**What is required**: Filter the data below and copy each line that contains the string "inside".

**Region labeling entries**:
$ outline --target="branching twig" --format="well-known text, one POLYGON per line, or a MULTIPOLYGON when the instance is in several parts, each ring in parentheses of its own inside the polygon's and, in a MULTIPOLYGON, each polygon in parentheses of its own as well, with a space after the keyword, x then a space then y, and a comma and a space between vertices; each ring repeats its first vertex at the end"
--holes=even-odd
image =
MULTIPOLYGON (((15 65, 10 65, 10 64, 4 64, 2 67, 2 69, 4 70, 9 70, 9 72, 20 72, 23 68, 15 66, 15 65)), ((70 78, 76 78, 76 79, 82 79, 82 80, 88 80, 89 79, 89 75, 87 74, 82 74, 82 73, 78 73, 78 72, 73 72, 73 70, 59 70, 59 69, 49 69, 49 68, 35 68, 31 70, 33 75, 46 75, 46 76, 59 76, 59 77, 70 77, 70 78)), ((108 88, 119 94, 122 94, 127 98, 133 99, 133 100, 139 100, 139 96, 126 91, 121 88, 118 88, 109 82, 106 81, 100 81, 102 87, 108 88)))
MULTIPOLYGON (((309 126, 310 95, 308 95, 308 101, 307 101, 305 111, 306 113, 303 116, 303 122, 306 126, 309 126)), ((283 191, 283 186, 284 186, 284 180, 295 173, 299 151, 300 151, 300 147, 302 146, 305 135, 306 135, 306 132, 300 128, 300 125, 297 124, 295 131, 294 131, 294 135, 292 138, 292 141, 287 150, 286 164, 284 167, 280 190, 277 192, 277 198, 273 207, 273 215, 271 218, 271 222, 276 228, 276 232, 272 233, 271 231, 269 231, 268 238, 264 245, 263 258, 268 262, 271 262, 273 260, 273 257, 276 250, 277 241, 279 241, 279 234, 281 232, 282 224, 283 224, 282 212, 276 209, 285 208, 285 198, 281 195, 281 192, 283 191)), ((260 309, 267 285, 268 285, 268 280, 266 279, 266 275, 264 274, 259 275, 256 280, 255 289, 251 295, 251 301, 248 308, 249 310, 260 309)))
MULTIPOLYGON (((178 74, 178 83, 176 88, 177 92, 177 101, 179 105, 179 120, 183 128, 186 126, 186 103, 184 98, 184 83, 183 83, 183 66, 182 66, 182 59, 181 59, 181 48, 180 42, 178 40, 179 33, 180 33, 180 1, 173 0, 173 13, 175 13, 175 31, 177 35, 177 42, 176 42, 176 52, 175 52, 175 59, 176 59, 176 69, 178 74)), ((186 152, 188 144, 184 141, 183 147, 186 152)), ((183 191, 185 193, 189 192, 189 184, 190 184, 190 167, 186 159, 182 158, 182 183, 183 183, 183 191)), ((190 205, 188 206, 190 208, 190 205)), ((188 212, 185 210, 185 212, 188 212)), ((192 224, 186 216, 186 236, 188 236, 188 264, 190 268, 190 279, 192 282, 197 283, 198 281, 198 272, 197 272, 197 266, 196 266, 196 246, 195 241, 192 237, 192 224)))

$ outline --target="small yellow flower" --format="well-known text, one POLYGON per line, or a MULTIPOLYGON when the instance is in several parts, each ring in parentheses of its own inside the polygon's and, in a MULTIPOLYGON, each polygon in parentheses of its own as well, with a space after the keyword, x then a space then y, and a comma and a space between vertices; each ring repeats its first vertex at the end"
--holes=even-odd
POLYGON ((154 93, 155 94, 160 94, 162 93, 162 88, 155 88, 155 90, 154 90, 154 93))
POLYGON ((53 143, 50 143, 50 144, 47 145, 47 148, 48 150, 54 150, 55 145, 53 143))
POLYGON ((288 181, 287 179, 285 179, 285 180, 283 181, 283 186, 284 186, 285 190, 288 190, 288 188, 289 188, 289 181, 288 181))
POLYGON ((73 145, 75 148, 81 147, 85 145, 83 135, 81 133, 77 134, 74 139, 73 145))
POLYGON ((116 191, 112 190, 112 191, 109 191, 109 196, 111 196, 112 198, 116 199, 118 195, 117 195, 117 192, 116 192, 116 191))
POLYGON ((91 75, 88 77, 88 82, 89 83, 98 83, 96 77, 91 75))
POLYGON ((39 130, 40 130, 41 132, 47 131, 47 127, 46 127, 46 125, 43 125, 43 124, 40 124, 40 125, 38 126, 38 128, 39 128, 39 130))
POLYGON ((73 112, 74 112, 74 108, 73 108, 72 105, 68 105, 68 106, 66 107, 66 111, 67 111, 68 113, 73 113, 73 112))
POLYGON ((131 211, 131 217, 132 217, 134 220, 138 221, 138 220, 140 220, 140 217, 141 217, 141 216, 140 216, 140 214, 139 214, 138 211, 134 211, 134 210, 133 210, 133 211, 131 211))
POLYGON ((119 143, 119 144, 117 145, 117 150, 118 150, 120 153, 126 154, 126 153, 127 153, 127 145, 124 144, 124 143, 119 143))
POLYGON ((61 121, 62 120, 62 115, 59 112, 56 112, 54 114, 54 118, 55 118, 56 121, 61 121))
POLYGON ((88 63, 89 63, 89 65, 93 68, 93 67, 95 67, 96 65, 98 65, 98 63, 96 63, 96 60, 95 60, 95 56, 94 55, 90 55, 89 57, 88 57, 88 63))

**Finished exercise**:
$ outline --target="branching twig" --format="well-known text, one POLYGON per line, or a MULTIPOLYGON when the instance is in several parts, each ring in parentheses of its own inside the polygon's and, in a MULTIPOLYGON, each polygon in parentheses of its own as well, with a space after the keyword, x then a space then y, and a comma and a space between vertices; each ring repeats its first vertex at the end"
$ outline --target="small yellow flower" --format="well-known text, one POLYGON per line, or a MULTIPOLYGON when the instance is in several parts, each ring in parentheses of its own inside the polygon's and, in a MULTIPOLYGON, each polygon in parentheses of its own as well, with a space after the keyword, x then a space then y, and a comma and a space between vertices; each ring repeats its first vertex at the end"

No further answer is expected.